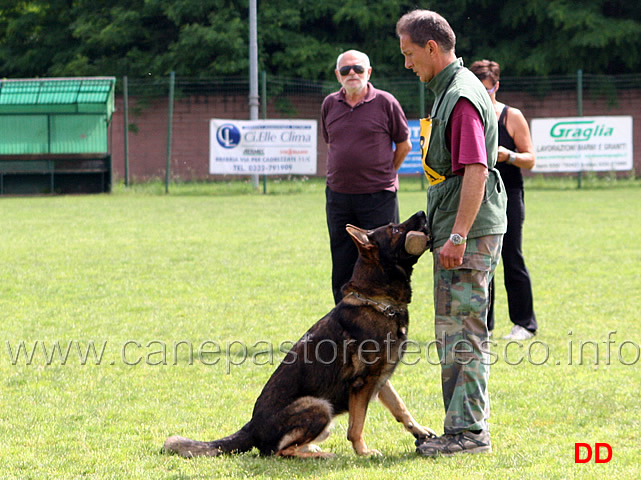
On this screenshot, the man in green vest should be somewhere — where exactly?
[396,10,507,457]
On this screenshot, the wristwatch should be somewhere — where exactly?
[450,233,467,245]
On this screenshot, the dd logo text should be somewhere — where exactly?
[574,443,612,463]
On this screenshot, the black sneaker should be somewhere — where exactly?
[416,431,492,457]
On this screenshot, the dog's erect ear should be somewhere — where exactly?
[345,224,374,250]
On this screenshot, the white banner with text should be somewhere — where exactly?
[531,116,633,173]
[209,118,318,175]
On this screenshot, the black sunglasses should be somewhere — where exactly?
[338,65,365,77]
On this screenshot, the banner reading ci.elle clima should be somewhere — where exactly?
[209,118,318,175]
[532,116,633,173]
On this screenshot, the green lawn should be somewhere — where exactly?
[0,179,641,479]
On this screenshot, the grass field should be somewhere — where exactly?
[0,179,641,479]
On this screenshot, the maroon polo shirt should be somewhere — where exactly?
[321,83,409,193]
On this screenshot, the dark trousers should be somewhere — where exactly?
[325,188,399,303]
[487,189,538,332]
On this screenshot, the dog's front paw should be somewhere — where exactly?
[412,425,438,443]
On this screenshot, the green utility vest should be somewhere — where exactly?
[427,59,507,247]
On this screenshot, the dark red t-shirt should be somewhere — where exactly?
[445,97,487,175]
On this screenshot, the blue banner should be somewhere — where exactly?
[398,120,423,175]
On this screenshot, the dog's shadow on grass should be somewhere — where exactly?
[159,449,424,479]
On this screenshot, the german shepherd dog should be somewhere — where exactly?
[164,212,435,457]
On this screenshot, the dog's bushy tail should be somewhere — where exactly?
[163,424,254,458]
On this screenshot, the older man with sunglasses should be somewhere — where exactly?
[321,50,412,303]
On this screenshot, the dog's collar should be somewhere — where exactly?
[345,292,407,318]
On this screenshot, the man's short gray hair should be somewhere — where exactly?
[396,10,456,52]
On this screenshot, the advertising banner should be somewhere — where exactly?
[209,118,318,175]
[531,116,633,173]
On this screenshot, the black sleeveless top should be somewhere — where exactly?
[496,105,523,190]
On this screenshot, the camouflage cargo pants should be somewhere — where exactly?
[434,235,503,433]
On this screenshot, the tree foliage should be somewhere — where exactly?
[0,0,641,80]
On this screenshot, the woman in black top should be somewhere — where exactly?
[470,60,538,340]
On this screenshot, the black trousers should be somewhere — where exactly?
[325,187,399,303]
[487,189,538,332]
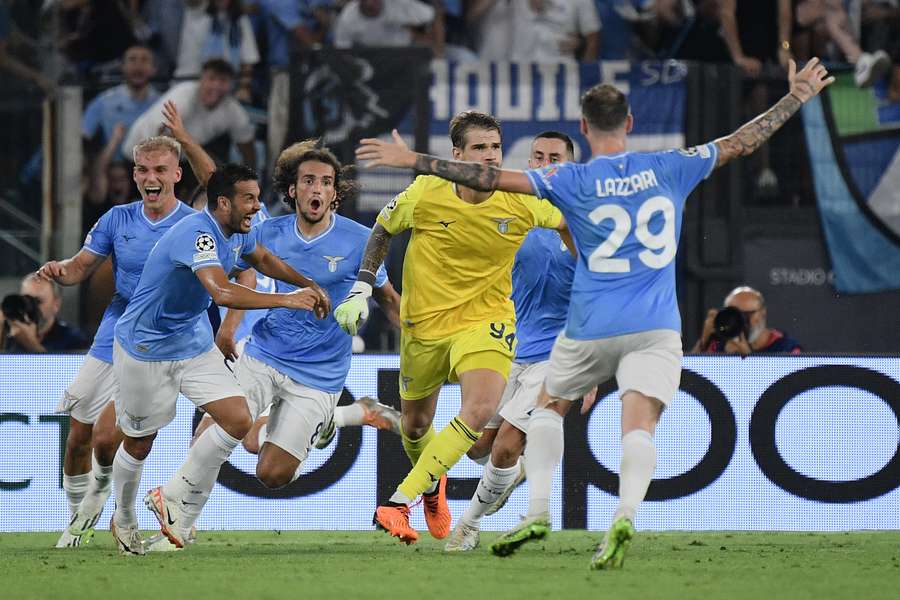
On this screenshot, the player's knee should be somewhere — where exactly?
[491,444,519,469]
[401,413,431,440]
[222,410,253,440]
[241,430,259,454]
[66,419,93,454]
[93,427,122,465]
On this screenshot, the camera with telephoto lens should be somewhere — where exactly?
[712,306,750,342]
[0,294,41,328]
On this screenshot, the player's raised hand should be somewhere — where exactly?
[334,281,372,335]
[163,100,188,141]
[38,260,66,281]
[356,129,416,169]
[310,283,331,319]
[788,57,834,102]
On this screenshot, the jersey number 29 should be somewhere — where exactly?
[588,196,678,273]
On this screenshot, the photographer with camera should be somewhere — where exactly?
[0,273,88,354]
[691,286,802,356]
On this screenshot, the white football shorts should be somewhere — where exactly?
[498,360,550,434]
[56,354,118,425]
[545,329,682,405]
[113,341,245,437]
[234,353,341,463]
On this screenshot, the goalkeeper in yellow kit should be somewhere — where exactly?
[334,112,568,544]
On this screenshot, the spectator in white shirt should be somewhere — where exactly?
[122,58,256,168]
[334,0,443,48]
[466,0,600,62]
[175,0,259,102]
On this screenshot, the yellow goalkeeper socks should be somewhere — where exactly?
[400,426,435,465]
[391,417,481,500]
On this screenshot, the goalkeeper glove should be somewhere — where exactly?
[334,281,372,335]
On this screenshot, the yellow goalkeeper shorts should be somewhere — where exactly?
[400,321,516,400]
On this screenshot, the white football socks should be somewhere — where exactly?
[613,429,656,523]
[162,424,241,530]
[462,462,519,527]
[256,421,269,450]
[63,472,91,517]
[525,408,564,517]
[112,444,144,529]
[78,453,113,515]
[334,402,366,429]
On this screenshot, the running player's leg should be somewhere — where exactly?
[444,421,525,552]
[56,355,115,517]
[63,415,93,517]
[57,401,123,548]
[591,330,681,569]
[391,322,515,506]
[372,330,452,544]
[400,331,451,472]
[150,347,253,548]
[256,382,340,489]
[241,412,269,454]
[110,342,178,554]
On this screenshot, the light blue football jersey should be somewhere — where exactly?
[84,200,196,363]
[526,143,717,340]
[244,215,387,393]
[512,229,575,363]
[116,209,256,361]
[219,203,275,341]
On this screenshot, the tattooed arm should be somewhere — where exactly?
[356,223,391,287]
[715,58,834,167]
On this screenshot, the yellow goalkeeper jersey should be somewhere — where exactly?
[378,175,562,339]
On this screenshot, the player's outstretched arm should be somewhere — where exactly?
[334,223,399,335]
[715,58,834,167]
[216,269,256,360]
[163,100,216,187]
[194,265,321,311]
[243,244,331,319]
[356,129,534,194]
[38,249,106,285]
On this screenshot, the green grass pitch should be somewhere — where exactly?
[0,531,900,600]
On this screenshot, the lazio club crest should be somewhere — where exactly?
[322,254,344,273]
[491,217,515,234]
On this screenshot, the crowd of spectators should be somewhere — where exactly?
[0,0,900,216]
[0,0,900,344]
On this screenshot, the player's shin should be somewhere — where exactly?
[525,408,563,517]
[400,427,437,465]
[112,444,144,528]
[78,454,113,515]
[462,462,519,527]
[63,473,91,516]
[613,429,656,523]
[391,416,481,503]
[162,425,240,531]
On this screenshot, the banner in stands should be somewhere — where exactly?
[803,75,900,293]
[289,54,687,213]
[430,61,687,168]
[0,355,900,531]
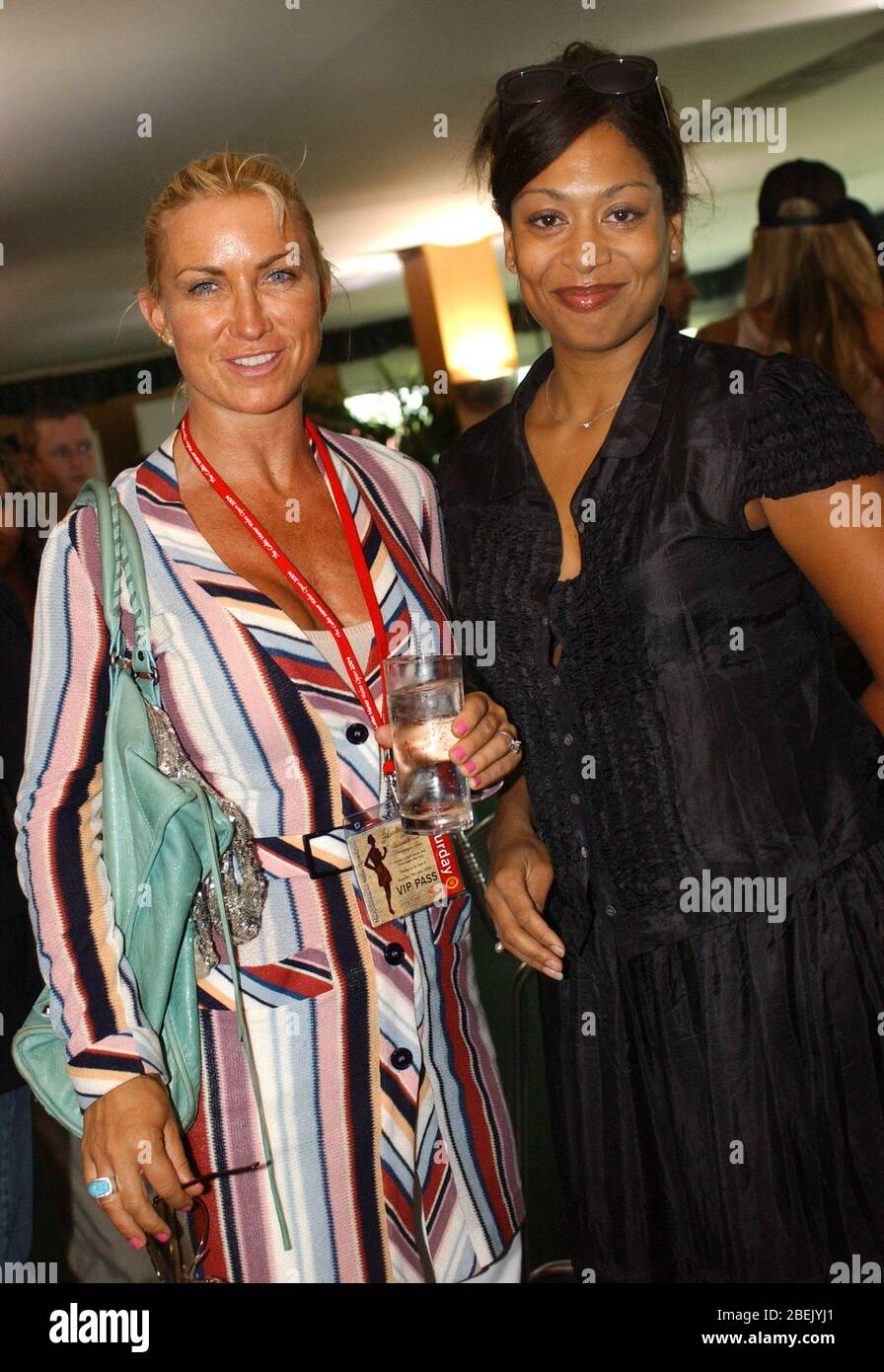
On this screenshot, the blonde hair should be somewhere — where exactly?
[746,196,884,401]
[144,152,332,300]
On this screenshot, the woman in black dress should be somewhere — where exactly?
[440,43,884,1283]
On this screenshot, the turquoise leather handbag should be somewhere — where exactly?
[13,478,290,1250]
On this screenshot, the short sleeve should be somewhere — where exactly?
[740,354,884,507]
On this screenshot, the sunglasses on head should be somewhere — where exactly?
[494,57,670,127]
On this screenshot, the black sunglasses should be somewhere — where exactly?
[147,1162,263,1284]
[494,57,672,127]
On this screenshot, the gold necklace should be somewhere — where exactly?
[543,368,623,428]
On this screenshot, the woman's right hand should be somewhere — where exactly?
[485,819,564,981]
[82,1076,203,1249]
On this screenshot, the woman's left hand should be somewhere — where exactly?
[374,690,521,791]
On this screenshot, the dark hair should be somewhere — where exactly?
[469,42,690,224]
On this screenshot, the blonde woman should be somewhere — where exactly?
[17,152,522,1283]
[698,158,884,443]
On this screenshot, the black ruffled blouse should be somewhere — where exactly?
[440,309,884,953]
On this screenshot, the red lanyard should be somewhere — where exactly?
[181,415,394,775]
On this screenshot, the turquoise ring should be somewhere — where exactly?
[87,1178,116,1200]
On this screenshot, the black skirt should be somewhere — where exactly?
[540,842,884,1283]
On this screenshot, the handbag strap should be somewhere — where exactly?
[180,778,292,1253]
[71,476,292,1253]
[71,476,162,707]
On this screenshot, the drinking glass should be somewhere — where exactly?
[384,653,473,834]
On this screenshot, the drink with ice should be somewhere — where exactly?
[384,655,473,834]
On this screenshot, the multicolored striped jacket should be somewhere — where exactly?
[17,430,524,1281]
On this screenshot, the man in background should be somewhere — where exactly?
[19,401,98,518]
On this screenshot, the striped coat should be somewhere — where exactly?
[17,430,524,1283]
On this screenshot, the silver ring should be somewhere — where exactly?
[87,1178,119,1200]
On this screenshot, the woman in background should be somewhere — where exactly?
[698,158,884,443]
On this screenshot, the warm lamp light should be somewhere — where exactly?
[422,239,518,386]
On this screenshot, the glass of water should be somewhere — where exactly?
[384,654,473,834]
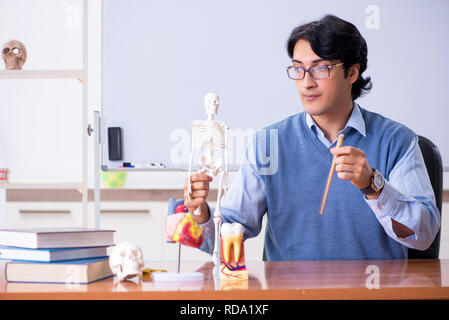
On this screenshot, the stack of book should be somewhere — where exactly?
[0,228,114,284]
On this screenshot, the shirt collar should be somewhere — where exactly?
[306,102,366,137]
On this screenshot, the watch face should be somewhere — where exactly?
[373,172,384,189]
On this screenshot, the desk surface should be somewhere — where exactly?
[0,260,449,300]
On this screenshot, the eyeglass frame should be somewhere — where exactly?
[285,62,344,80]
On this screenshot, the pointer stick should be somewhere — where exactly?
[320,134,344,215]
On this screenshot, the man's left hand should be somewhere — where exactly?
[330,146,373,189]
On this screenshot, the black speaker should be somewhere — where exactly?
[108,127,123,160]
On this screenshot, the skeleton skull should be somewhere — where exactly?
[204,93,220,116]
[109,242,144,281]
[2,40,27,70]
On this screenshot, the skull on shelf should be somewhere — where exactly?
[2,40,27,70]
[109,242,144,281]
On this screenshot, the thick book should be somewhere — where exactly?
[5,257,113,284]
[0,227,115,249]
[0,246,108,262]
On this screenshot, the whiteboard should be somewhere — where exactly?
[101,0,449,170]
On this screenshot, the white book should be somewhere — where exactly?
[0,227,115,249]
[3,257,112,284]
[0,246,108,262]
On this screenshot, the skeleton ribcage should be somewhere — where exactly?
[193,120,225,170]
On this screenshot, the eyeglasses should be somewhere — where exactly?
[287,62,344,80]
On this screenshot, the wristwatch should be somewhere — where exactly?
[360,168,385,195]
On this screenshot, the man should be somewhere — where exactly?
[167,15,440,260]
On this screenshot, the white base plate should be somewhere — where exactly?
[152,272,204,282]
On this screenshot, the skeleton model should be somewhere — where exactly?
[188,93,229,265]
[2,40,27,70]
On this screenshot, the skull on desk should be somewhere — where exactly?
[109,242,144,281]
[2,40,27,70]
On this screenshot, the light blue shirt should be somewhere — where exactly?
[200,103,440,253]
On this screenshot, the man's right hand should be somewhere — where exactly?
[183,173,212,224]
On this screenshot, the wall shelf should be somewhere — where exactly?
[0,69,84,80]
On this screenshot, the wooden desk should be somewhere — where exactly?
[0,260,449,300]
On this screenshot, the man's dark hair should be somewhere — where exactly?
[287,15,372,100]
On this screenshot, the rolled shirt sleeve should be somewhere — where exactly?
[365,137,440,250]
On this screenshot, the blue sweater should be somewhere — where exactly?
[255,109,415,260]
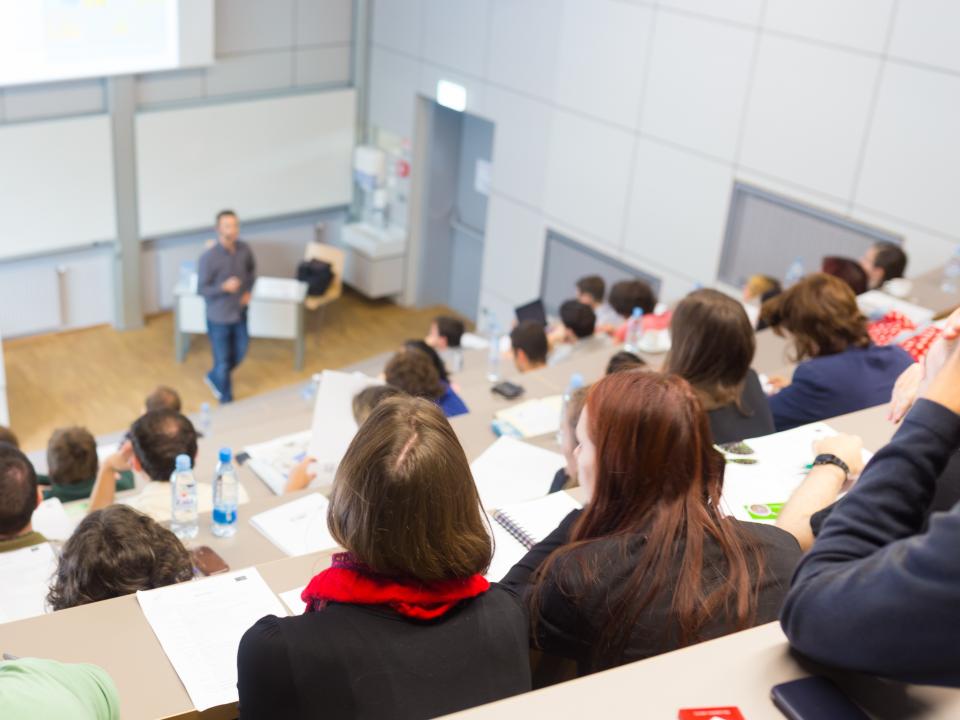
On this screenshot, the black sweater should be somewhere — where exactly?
[237,585,530,720]
[501,510,800,675]
[780,400,960,686]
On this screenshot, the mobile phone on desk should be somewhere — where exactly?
[770,676,870,720]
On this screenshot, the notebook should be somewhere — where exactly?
[486,492,583,582]
[250,493,337,557]
[470,436,565,509]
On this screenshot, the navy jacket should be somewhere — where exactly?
[770,345,913,432]
[780,400,960,686]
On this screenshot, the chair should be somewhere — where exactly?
[303,242,345,310]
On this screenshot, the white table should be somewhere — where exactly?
[173,275,307,370]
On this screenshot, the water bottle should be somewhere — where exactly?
[200,403,213,437]
[623,308,643,353]
[213,448,239,537]
[557,373,583,447]
[940,245,960,293]
[783,257,803,287]
[170,455,200,540]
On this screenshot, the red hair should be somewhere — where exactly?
[531,373,762,666]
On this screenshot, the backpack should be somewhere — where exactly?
[297,260,333,296]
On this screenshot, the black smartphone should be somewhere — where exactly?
[770,676,870,720]
[490,380,523,400]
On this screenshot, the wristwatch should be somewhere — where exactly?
[812,453,850,477]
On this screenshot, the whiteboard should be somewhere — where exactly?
[136,89,356,239]
[0,115,117,259]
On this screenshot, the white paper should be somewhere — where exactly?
[0,543,57,622]
[244,430,310,495]
[280,585,307,615]
[31,498,79,542]
[307,370,383,483]
[250,493,337,556]
[470,437,565,509]
[137,568,287,712]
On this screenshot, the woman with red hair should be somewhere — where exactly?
[502,373,820,675]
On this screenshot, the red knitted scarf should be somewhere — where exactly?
[300,553,490,620]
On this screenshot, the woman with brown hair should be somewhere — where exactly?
[237,398,530,718]
[665,290,774,443]
[761,273,913,431]
[503,372,800,674]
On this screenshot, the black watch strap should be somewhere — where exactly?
[813,453,850,477]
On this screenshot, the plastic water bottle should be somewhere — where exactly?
[170,455,200,540]
[940,245,960,293]
[783,257,803,287]
[213,448,239,537]
[623,308,643,353]
[200,403,213,438]
[557,373,583,446]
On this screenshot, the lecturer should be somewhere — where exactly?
[198,210,257,403]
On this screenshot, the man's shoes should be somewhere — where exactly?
[203,373,223,400]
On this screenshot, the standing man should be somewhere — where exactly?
[198,210,257,403]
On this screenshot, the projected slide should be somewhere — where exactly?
[0,0,212,86]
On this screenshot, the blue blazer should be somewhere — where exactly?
[770,345,913,432]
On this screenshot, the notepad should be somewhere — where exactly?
[250,493,337,557]
[0,543,57,623]
[486,492,583,581]
[137,568,287,712]
[470,436,565,509]
[495,395,563,438]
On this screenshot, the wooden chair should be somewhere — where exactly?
[303,242,345,310]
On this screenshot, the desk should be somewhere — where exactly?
[173,275,307,370]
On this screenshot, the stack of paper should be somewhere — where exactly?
[250,493,337,556]
[470,436,564,509]
[137,568,287,712]
[0,543,57,623]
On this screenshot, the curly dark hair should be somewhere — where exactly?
[47,505,193,610]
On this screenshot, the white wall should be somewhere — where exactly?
[370,0,960,320]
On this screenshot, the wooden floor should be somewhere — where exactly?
[4,291,450,451]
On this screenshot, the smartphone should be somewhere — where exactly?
[190,545,230,575]
[770,676,870,720]
[490,380,523,400]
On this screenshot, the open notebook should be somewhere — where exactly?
[486,492,583,581]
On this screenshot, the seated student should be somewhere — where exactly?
[547,300,610,365]
[610,280,657,343]
[604,350,647,375]
[237,398,530,720]
[502,372,800,674]
[780,334,960,687]
[90,410,199,519]
[0,658,120,720]
[384,347,470,417]
[549,385,590,493]
[510,320,548,373]
[664,290,774,443]
[37,427,134,502]
[0,443,47,553]
[762,273,913,431]
[577,275,621,334]
[860,242,907,290]
[47,505,193,610]
[820,255,868,295]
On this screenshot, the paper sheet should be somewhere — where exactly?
[0,543,57,623]
[250,493,337,556]
[137,568,287,711]
[307,370,383,484]
[470,437,565,509]
[280,585,307,615]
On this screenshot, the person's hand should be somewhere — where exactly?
[887,363,923,423]
[813,434,863,477]
[220,275,242,293]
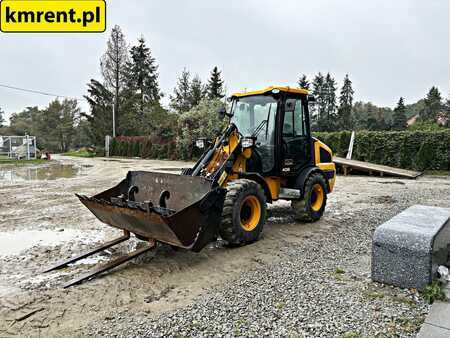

> **AIM OF THE EXERCISE**:
Print the part of the entries that runs from their start through the line containing "[574,443,612,463]", including that line, unchanged. Leave out any picture.

> **SOLVED PROBLEM**:
On this screenshot, the man in green vest should be somewhere — where exactly?
[396,10,507,457]
On this screenshot, the wristwatch should be somewhere — where exactly?
[450,233,467,245]
On this screenshot, the dd logo text should be somewhere — where exactly?
[574,443,612,463]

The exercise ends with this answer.